--- Listed entries ---

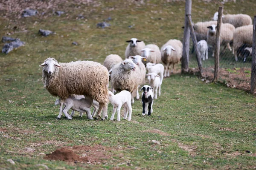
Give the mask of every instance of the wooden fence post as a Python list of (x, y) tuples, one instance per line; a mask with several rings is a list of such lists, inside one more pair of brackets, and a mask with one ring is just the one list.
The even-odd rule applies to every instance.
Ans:
[(253, 18), (253, 55), (252, 57), (252, 71), (251, 74), (250, 92), (253, 94), (256, 87), (256, 15)]
[(199, 72), (200, 72), (200, 76), (202, 76), (202, 73), (203, 73), (202, 61), (201, 60), (201, 57), (199, 54), (199, 51), (197, 46), (197, 41), (196, 40), (196, 37), (195, 37), (195, 30), (194, 30), (194, 28), (193, 27), (192, 19), (191, 18), (191, 15), (188, 15), (188, 17), (189, 18), (189, 28), (190, 29), (190, 31), (191, 32), (191, 37), (192, 38), (192, 40), (193, 41), (193, 43), (194, 44), (194, 48), (195, 50), (196, 59), (198, 62), (198, 68), (199, 69)]
[(220, 48), (221, 46), (221, 28), (222, 23), (222, 13), (223, 7), (219, 6), (218, 16), (217, 31), (216, 32), (216, 46), (214, 53), (214, 77), (213, 82), (216, 81), (218, 78), (218, 74), (220, 68)]
[(189, 71), (189, 38), (190, 32), (189, 28), (188, 15), (191, 15), (192, 0), (186, 0), (185, 11), (185, 24), (183, 36), (183, 49), (181, 58), (181, 73), (186, 73)]

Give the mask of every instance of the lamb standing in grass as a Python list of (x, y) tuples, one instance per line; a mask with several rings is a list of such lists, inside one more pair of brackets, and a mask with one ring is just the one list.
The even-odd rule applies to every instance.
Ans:
[[(164, 71), (164, 67), (162, 64), (154, 64), (151, 62), (148, 62), (146, 65), (146, 68), (148, 70), (148, 73), (155, 73), (157, 74), (160, 76), (161, 80), (161, 84), (163, 82), (163, 72)], [(148, 79), (150, 83), (150, 76), (148, 76)]]
[[(108, 71), (100, 63), (90, 61), (79, 61), (58, 63), (54, 58), (46, 59), (40, 66), (44, 67), (42, 80), (44, 87), (60, 100), (60, 112), (62, 113), (64, 100), (73, 94), (90, 96), (99, 103), (96, 119), (103, 109), (103, 120), (108, 118)], [(68, 114), (66, 117), (71, 119)]]
[(201, 59), (204, 61), (208, 60), (208, 45), (206, 41), (203, 40), (198, 41), (198, 47)]
[(145, 43), (143, 41), (139, 40), (137, 38), (131, 38), (131, 40), (126, 41), (126, 42), (129, 42), (129, 44), (125, 50), (125, 58), (128, 58), (131, 56), (140, 55), (140, 50), (145, 47)]
[(170, 40), (161, 48), (162, 61), (165, 67), (164, 77), (170, 76), (171, 65), (172, 73), (173, 73), (175, 65), (177, 64), (182, 57), (182, 48), (181, 42), (175, 39)]
[(153, 97), (154, 99), (157, 99), (157, 89), (158, 90), (158, 95), (161, 95), (161, 80), (160, 76), (155, 73), (147, 74), (146, 76), (150, 77), (150, 86), (153, 88)]
[(122, 91), (120, 93), (116, 94), (115, 95), (111, 91), (108, 91), (108, 99), (109, 102), (113, 105), (113, 113), (112, 113), (110, 120), (113, 120), (115, 116), (116, 111), (117, 111), (117, 121), (120, 121), (121, 118), (120, 116), (120, 111), (122, 106), (125, 108), (125, 115), (124, 119), (127, 119), (128, 112), (129, 116), (128, 121), (130, 121), (131, 119), (131, 93), (127, 91)]

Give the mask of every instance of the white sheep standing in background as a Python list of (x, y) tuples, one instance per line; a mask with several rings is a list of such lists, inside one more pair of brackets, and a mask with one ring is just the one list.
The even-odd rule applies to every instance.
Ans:
[(129, 116), (128, 120), (130, 121), (131, 119), (131, 93), (125, 90), (122, 91), (120, 93), (114, 95), (111, 91), (108, 91), (108, 99), (109, 102), (113, 105), (113, 113), (110, 118), (111, 120), (113, 120), (115, 116), (116, 111), (117, 111), (117, 121), (120, 121), (120, 111), (122, 106), (125, 108), (125, 114), (124, 119), (127, 119), (127, 115), (129, 112)]
[(150, 76), (150, 86), (153, 88), (153, 97), (154, 99), (157, 99), (157, 90), (158, 95), (161, 95), (161, 80), (160, 76), (155, 73), (147, 74), (146, 76)]
[(157, 64), (161, 62), (161, 52), (159, 47), (155, 44), (148, 44), (141, 50), (141, 56), (147, 58), (143, 62), (145, 65), (147, 62)]
[[(164, 71), (164, 67), (163, 65), (160, 63), (155, 64), (151, 63), (151, 62), (148, 62), (146, 64), (146, 68), (148, 70), (148, 73), (155, 73), (158, 74), (160, 76), (160, 80), (161, 80), (161, 84), (163, 82), (163, 72)], [(148, 76), (148, 79), (150, 83), (150, 76)]]
[[(217, 21), (218, 16), (218, 12), (216, 12), (213, 16), (213, 20)], [(227, 14), (222, 15), (222, 23), (232, 24), (235, 28), (251, 25), (253, 23), (250, 17), (246, 14)]]
[(198, 42), (197, 45), (201, 59), (204, 61), (208, 60), (208, 45), (206, 41), (201, 40)]
[(177, 64), (182, 57), (182, 43), (179, 40), (172, 39), (161, 48), (162, 62), (165, 67), (163, 76), (170, 76), (170, 69), (172, 65), (172, 73), (173, 73), (175, 65)]
[(145, 47), (145, 43), (143, 41), (139, 40), (137, 38), (131, 38), (131, 40), (126, 41), (126, 42), (129, 42), (129, 44), (125, 49), (125, 58), (128, 58), (131, 56), (140, 55), (140, 50)]

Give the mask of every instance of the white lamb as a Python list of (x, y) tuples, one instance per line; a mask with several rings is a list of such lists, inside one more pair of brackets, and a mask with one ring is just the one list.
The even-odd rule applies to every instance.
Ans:
[(154, 99), (157, 99), (157, 89), (158, 89), (158, 95), (161, 95), (161, 80), (160, 76), (155, 73), (151, 73), (147, 74), (146, 76), (150, 76), (150, 86), (153, 88), (153, 96)]
[[(157, 74), (160, 76), (160, 80), (161, 80), (161, 84), (163, 82), (163, 72), (164, 71), (164, 67), (162, 64), (155, 64), (151, 63), (151, 62), (148, 62), (146, 65), (146, 68), (148, 70), (148, 73), (155, 73)], [(150, 83), (150, 76), (148, 76), (148, 79)]]
[(208, 45), (206, 41), (204, 40), (200, 40), (197, 45), (201, 59), (204, 61), (208, 60)]
[(125, 114), (124, 119), (127, 119), (128, 112), (129, 112), (129, 116), (128, 120), (130, 121), (131, 119), (131, 93), (125, 90), (120, 92), (120, 93), (114, 95), (111, 91), (108, 91), (108, 99), (109, 102), (113, 105), (113, 113), (112, 113), (110, 120), (113, 120), (115, 116), (116, 111), (117, 110), (117, 121), (120, 121), (121, 118), (120, 116), (120, 111), (122, 106), (125, 108)]

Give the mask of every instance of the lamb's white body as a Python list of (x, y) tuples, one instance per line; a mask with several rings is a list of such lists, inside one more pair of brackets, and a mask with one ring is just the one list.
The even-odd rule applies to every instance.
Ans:
[(161, 80), (160, 76), (155, 73), (151, 73), (147, 74), (147, 76), (150, 77), (150, 86), (153, 88), (153, 97), (154, 99), (157, 99), (157, 90), (158, 95), (161, 95)]
[(198, 42), (197, 45), (201, 59), (204, 61), (208, 60), (208, 45), (206, 41), (201, 40)]
[[(148, 73), (154, 73), (158, 74), (160, 76), (160, 80), (161, 80), (161, 84), (163, 82), (163, 72), (164, 71), (164, 67), (162, 64), (151, 63), (151, 62), (148, 62), (146, 65), (146, 68), (148, 70)], [(150, 76), (148, 76), (148, 79), (150, 83)]]
[(116, 111), (117, 111), (117, 121), (120, 121), (120, 111), (122, 106), (125, 108), (125, 114), (124, 119), (127, 119), (128, 112), (129, 116), (128, 120), (130, 121), (131, 119), (131, 93), (127, 91), (122, 91), (120, 93), (114, 95), (111, 91), (108, 91), (108, 98), (109, 102), (113, 105), (113, 113), (112, 113), (110, 120), (113, 120), (115, 116)]

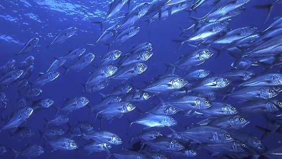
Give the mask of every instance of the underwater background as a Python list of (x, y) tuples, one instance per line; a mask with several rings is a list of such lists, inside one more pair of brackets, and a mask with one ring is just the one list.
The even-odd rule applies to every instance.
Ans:
[[(144, 0), (131, 0), (130, 9)], [(178, 50), (179, 44), (173, 40), (185, 40), (186, 38), (181, 36), (182, 31), (180, 28), (186, 28), (193, 24), (191, 19), (188, 16), (200, 18), (206, 13), (209, 9), (207, 7), (199, 7), (196, 11), (190, 13), (182, 11), (174, 15), (157, 19), (148, 25), (147, 22), (142, 19), (146, 19), (152, 17), (154, 14), (151, 13), (147, 17), (143, 17), (134, 24), (141, 28), (140, 32), (133, 37), (124, 42), (113, 44), (110, 46), (110, 50), (118, 50), (122, 52), (121, 56), (125, 55), (129, 52), (132, 47), (144, 42), (149, 42), (152, 44), (153, 55), (147, 61), (144, 62), (148, 68), (141, 74), (130, 78), (123, 81), (121, 80), (111, 79), (108, 85), (104, 89), (92, 94), (85, 94), (85, 88), (82, 84), (85, 84), (90, 76), (90, 73), (93, 72), (101, 63), (100, 59), (105, 53), (108, 52), (108, 47), (102, 43), (97, 44), (93, 49), (89, 44), (94, 44), (99, 38), (102, 31), (100, 30), (98, 24), (93, 24), (94, 21), (101, 21), (108, 10), (108, 5), (111, 1), (105, 0), (6, 0), (0, 1), (0, 65), (5, 65), (8, 61), (13, 59), (15, 60), (15, 67), (19, 67), (20, 62), (30, 55), (35, 57), (33, 64), (34, 69), (32, 74), (28, 78), (31, 83), (34, 82), (38, 78), (39, 72), (45, 72), (50, 65), (55, 60), (55, 57), (65, 56), (70, 51), (77, 48), (84, 48), (86, 49), (85, 53), (92, 53), (95, 57), (92, 63), (80, 71), (70, 70), (65, 73), (66, 69), (61, 67), (57, 71), (60, 74), (57, 78), (53, 81), (39, 87), (43, 91), (42, 95), (37, 97), (35, 100), (45, 98), (50, 99), (54, 101), (54, 104), (50, 107), (36, 113), (33, 114), (20, 127), (27, 127), (34, 131), (34, 135), (27, 139), (19, 139), (12, 137), (8, 131), (13, 132), (12, 129), (2, 130), (0, 132), (0, 146), (4, 146), (21, 152), (26, 145), (37, 144), (44, 147), (44, 153), (37, 157), (38, 159), (105, 159), (107, 153), (105, 152), (94, 152), (90, 155), (84, 150), (73, 151), (57, 150), (51, 153), (52, 149), (43, 138), (41, 138), (41, 131), (46, 130), (46, 121), (44, 118), (51, 120), (56, 115), (56, 110), (52, 107), (60, 107), (65, 102), (65, 99), (71, 99), (75, 97), (83, 96), (89, 100), (89, 105), (95, 106), (99, 103), (102, 96), (99, 93), (104, 95), (109, 94), (113, 88), (117, 87), (123, 84), (130, 84), (134, 88), (132, 91), (136, 89), (141, 89), (146, 86), (157, 76), (165, 74), (168, 67), (165, 64), (174, 63), (183, 55), (192, 52), (195, 48), (185, 43)], [(264, 23), (267, 14), (266, 9), (260, 9), (253, 6), (255, 5), (263, 4), (273, 2), (271, 0), (252, 0), (244, 5), (246, 10), (240, 14), (232, 18), (228, 28), (235, 29), (244, 26), (252, 26), (257, 28), (258, 31), (262, 31), (274, 21), (274, 18), (282, 15), (282, 4), (278, 4), (274, 7), (267, 21)], [(103, 23), (103, 28), (105, 29), (114, 24), (120, 23), (123, 18), (124, 14), (128, 12), (127, 6), (122, 8), (122, 11), (117, 15)], [(157, 12), (155, 13), (157, 13)], [(51, 46), (49, 49), (47, 47), (55, 38), (57, 33), (70, 27), (78, 28), (77, 32), (69, 39), (62, 44)], [(193, 30), (186, 31), (185, 34), (189, 36), (193, 33)], [(37, 47), (28, 53), (28, 54), (16, 55), (24, 47), (24, 44), (33, 38), (39, 39), (39, 42)], [(111, 43), (111, 39), (105, 43)], [(194, 45), (194, 43), (189, 43)], [(205, 46), (201, 46), (201, 49), (205, 48)], [(196, 67), (193, 67), (188, 70), (176, 69), (174, 72), (181, 77), (185, 76), (185, 73), (196, 70), (204, 69), (208, 70), (213, 74), (219, 74), (231, 70), (231, 64), (235, 61), (235, 58), (226, 52), (222, 52), (218, 57), (214, 55), (203, 64)], [(65, 67), (68, 68), (73, 65), (76, 59), (67, 61), (64, 64)], [(120, 68), (117, 63), (114, 65)], [(94, 66), (93, 66), (94, 65)], [(259, 74), (262, 72), (262, 67), (256, 67), (251, 69), (254, 72)], [(280, 69), (274, 67), (268, 71), (268, 73), (277, 73)], [(8, 87), (1, 90), (6, 95), (7, 107), (2, 111), (2, 118), (0, 122), (2, 127), (6, 121), (5, 119), (9, 118), (9, 116), (13, 112), (13, 107), (16, 105), (19, 97), (17, 93), (18, 81), (17, 81)], [(37, 86), (34, 86), (37, 87)], [(161, 94), (160, 97), (164, 101), (168, 101), (174, 99), (173, 96)], [(275, 99), (282, 100), (282, 96), (279, 94)], [(216, 101), (220, 102), (220, 99)], [(232, 105), (235, 107), (239, 107), (241, 104), (239, 101), (233, 98), (228, 98), (224, 101), (225, 103)], [(135, 106), (143, 113), (154, 106), (157, 105), (159, 102), (153, 97), (148, 100), (137, 103)], [(30, 103), (29, 103), (30, 105)], [(68, 114), (69, 117), (68, 123), (74, 126), (79, 121), (87, 121), (92, 124), (93, 130), (95, 131), (107, 131), (118, 135), (122, 139), (123, 143), (121, 145), (114, 145), (109, 149), (111, 153), (132, 149), (133, 145), (138, 140), (135, 139), (129, 143), (130, 136), (140, 133), (144, 126), (137, 124), (133, 124), (128, 131), (130, 123), (127, 118), (135, 121), (141, 116), (142, 114), (134, 110), (124, 114), (120, 118), (115, 117), (110, 123), (109, 120), (103, 119), (100, 123), (100, 120), (95, 119), (96, 113), (94, 112), (90, 113), (90, 109), (87, 106), (72, 111)], [(281, 111), (280, 111), (281, 112)], [(59, 114), (64, 114), (66, 112), (60, 110)], [(192, 123), (196, 123), (201, 120), (200, 117), (188, 117), (184, 116), (181, 113), (176, 113), (172, 115), (178, 122), (177, 125), (171, 127), (176, 131), (183, 131), (185, 126), (190, 126)], [(262, 115), (252, 115), (251, 113), (245, 115), (250, 123), (239, 131), (242, 132), (251, 134), (260, 138), (263, 132), (256, 127), (259, 125), (267, 127), (266, 119)], [(184, 125), (184, 126), (183, 126)], [(69, 127), (67, 124), (62, 126), (66, 133)], [(165, 127), (154, 128), (166, 135), (171, 134), (171, 131)], [(63, 136), (70, 137), (71, 132), (65, 134)], [(87, 142), (77, 137), (73, 138), (77, 142), (79, 147), (85, 145)], [(272, 150), (282, 146), (282, 135), (281, 133), (274, 133), (270, 136), (267, 136), (262, 140), (268, 150)], [(145, 148), (147, 150), (147, 148)], [(212, 159), (211, 152), (203, 148), (196, 149), (195, 151), (197, 155), (193, 157), (194, 159)], [(147, 150), (145, 150), (147, 151)], [(171, 159), (186, 159), (185, 156), (176, 157), (170, 152), (162, 152), (167, 154)], [(1, 159), (13, 159), (14, 154), (8, 149), (7, 152), (2, 156)], [(18, 159), (25, 159), (23, 156), (18, 157)], [(114, 157), (111, 156), (111, 159)]]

--- Problem requirements ---
Collect every line of the records above that contains the word "ring", and copy each one in full.

--- Task result ---
Give the mask of every instance of the wooden fence post as a Python list of (x, y) tuples, one instance per line; a mask with several rings is a list of such lists, inside one more pair of brackets, and a mask with one ring is just the one list.
Give the mask of every instance of the lamb standing in grass as a Python list of (x, y) tuples, one instance per line; a mask with several rings is a list of such lists, inside one more pair of brackets, and a mask with one ring is just the one list.
Give the mask of every instance of the white sheep standing in background as a Python list of (x, y) tuples, one instance per line; a mask with several rings is a list of such lists, inside one more pair of brackets, and a mask with one ring is just the one list.
Give the mask of every instance of the white lamb as a Python list of (x, y) tuples, one instance per line; a mask with several rings is a list of such lists, inside one more pair of brackets, and a mask with one ring is just the one list.
Give the mask of every instance of the lamb's white body as a Python list of (x, y) tuples, one instance per line; a mask with several rings is a list of such lists, inside one more pair of brackets, and a mask with one ring is just the one list.
Give the mask of every instance of the underwater background as a Python list of (x, y) tuples, one instance per line; a mask with several rings is a list of such lists, inside one more pair of brackets, and a mask with one ring is just the one list.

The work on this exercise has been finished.